**WHAT TO WORK ON:**
Convert all the entries below into a two-column CSV headed entry_text and answer. Give one row per entry, with its text and its answer each in a single quoted field, replace line breaks with spaces, and leave out the pictures.

**RECORD SET:**
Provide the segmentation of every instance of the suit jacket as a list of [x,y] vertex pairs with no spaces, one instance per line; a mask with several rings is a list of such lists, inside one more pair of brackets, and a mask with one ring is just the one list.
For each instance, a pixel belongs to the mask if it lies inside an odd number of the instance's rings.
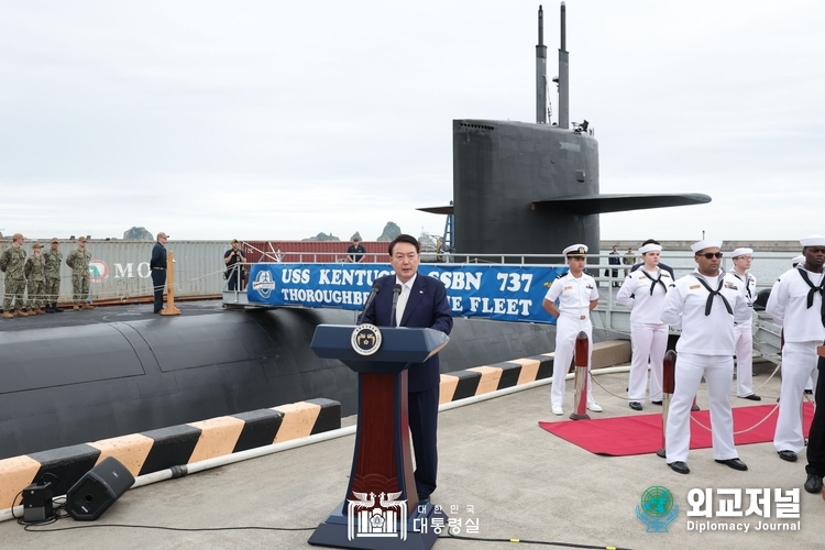
[[[393,309],[393,287],[395,275],[386,275],[375,280],[381,292],[364,312],[363,322],[377,327],[392,327],[389,312]],[[413,283],[413,290],[404,308],[400,327],[431,328],[449,334],[452,330],[452,315],[447,301],[444,284],[419,272]],[[437,387],[441,382],[438,354],[424,363],[415,363],[408,369],[408,391],[422,392]]]

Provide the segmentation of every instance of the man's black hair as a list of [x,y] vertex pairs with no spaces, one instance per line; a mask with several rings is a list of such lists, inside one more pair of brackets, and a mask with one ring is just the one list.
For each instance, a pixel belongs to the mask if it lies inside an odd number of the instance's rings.
[[413,235],[408,235],[408,234],[402,233],[398,237],[396,237],[395,239],[393,239],[393,242],[389,243],[389,255],[391,256],[393,255],[393,249],[395,248],[396,243],[399,243],[399,242],[407,242],[407,243],[409,243],[409,244],[411,244],[413,246],[416,248],[416,252],[418,254],[421,253],[421,244],[418,242],[418,239],[416,239]]

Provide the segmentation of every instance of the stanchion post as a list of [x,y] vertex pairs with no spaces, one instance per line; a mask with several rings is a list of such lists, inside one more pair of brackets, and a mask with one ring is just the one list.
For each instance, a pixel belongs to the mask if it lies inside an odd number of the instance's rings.
[[676,352],[668,350],[662,363],[662,448],[656,451],[660,458],[666,458],[666,433],[668,430],[668,413],[670,411],[670,400],[673,392],[676,389]]
[[580,331],[575,337],[575,396],[573,397],[573,414],[571,420],[590,420],[587,415],[587,386],[590,376],[587,362],[590,359],[590,342],[587,334]]
[[175,253],[166,253],[166,307],[161,310],[161,315],[180,315],[180,310],[175,307]]

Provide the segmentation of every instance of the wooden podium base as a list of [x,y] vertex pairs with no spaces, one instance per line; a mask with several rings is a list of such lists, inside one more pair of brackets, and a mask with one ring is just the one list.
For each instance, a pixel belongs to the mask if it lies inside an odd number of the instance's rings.
[[402,539],[398,532],[382,536],[359,534],[358,518],[353,518],[353,528],[350,529],[348,516],[343,513],[345,505],[345,502],[339,504],[327,520],[318,526],[307,541],[309,544],[358,550],[430,550],[439,538],[433,527],[440,527],[441,532],[447,532],[448,528],[447,515],[436,512],[432,504],[426,503],[419,504],[407,519],[406,539]]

**THE RESPONSE:**
entry_text,answer
"Provide the segmentation of every instance of the suit jacket as a list of [x,y] vertex pairs with no spaces, one instance per line; a mask with several rings is a list of such lists, inside one more pair of brackets, and a mask with one ring is just the one list. For each instance, a pixel belongs to the mask if it lies inside an odd number of the instance's rings.","[[[393,309],[393,287],[395,275],[386,275],[375,280],[381,292],[364,312],[363,322],[377,327],[392,327],[389,312]],[[413,283],[413,290],[404,308],[400,327],[431,328],[449,334],[452,330],[452,315],[447,301],[444,284],[419,272]],[[437,387],[441,382],[438,354],[424,363],[415,363],[408,369],[408,391],[422,392]]]"
"Provide the segmentation of every instance of the man's black hair as a list of [x,y] vertex pairs with no spaces, one instance per line; a mask with several rings is a list of such lists, inside one more pair of brackets, and a mask with one ring is just the one list. For each instance, a pixel belongs to the mask if it lies inside an odd number of the instance's rings.","[[413,235],[408,235],[408,234],[402,233],[398,237],[396,237],[395,239],[393,239],[393,242],[389,243],[389,255],[391,256],[393,255],[393,249],[395,248],[396,243],[399,243],[399,242],[407,242],[407,243],[409,243],[409,244],[411,244],[413,246],[416,248],[416,252],[418,254],[421,253],[421,244],[418,242],[418,239],[416,239]]"
"Provide the segmentation of every instance of the stanchion post as a list of [x,y] vertex pairs with no spaces, one instance per line; a mask with several rings is a list of such lists, inside one more pair of brackets, and a mask with one ring is just the one list. For each instance, a pixel belongs to the mask if it lies inside an odd number of the instance's rings.","[[676,352],[668,350],[662,363],[662,448],[656,451],[660,458],[666,458],[666,433],[668,430],[668,413],[670,411],[670,400],[673,392],[676,389]] [[580,331],[575,337],[575,396],[573,397],[573,414],[571,420],[590,420],[587,415],[587,386],[590,376],[587,362],[590,359],[590,342],[587,334]] [[175,253],[166,253],[166,307],[161,310],[161,315],[180,315],[180,310],[175,307]]"
"Provide the segmentation of every instance of the wooden podium base as a list of [x,y] vertex pairs with no spaces, one instance per line; a mask with several rings is a list of such lists, inside one more pair of brackets, and a mask with one ring is just the one list. For each instance, a pixel belongs to the mask if it lies inside an odd number of the instance's rings.","[[402,539],[398,532],[382,536],[359,534],[358,518],[353,518],[353,528],[350,529],[348,516],[343,513],[345,505],[345,502],[339,504],[327,520],[318,526],[307,541],[309,544],[358,550],[430,550],[439,538],[433,527],[440,527],[441,532],[447,532],[448,528],[447,515],[436,512],[432,504],[426,503],[419,504],[407,519],[406,539]]"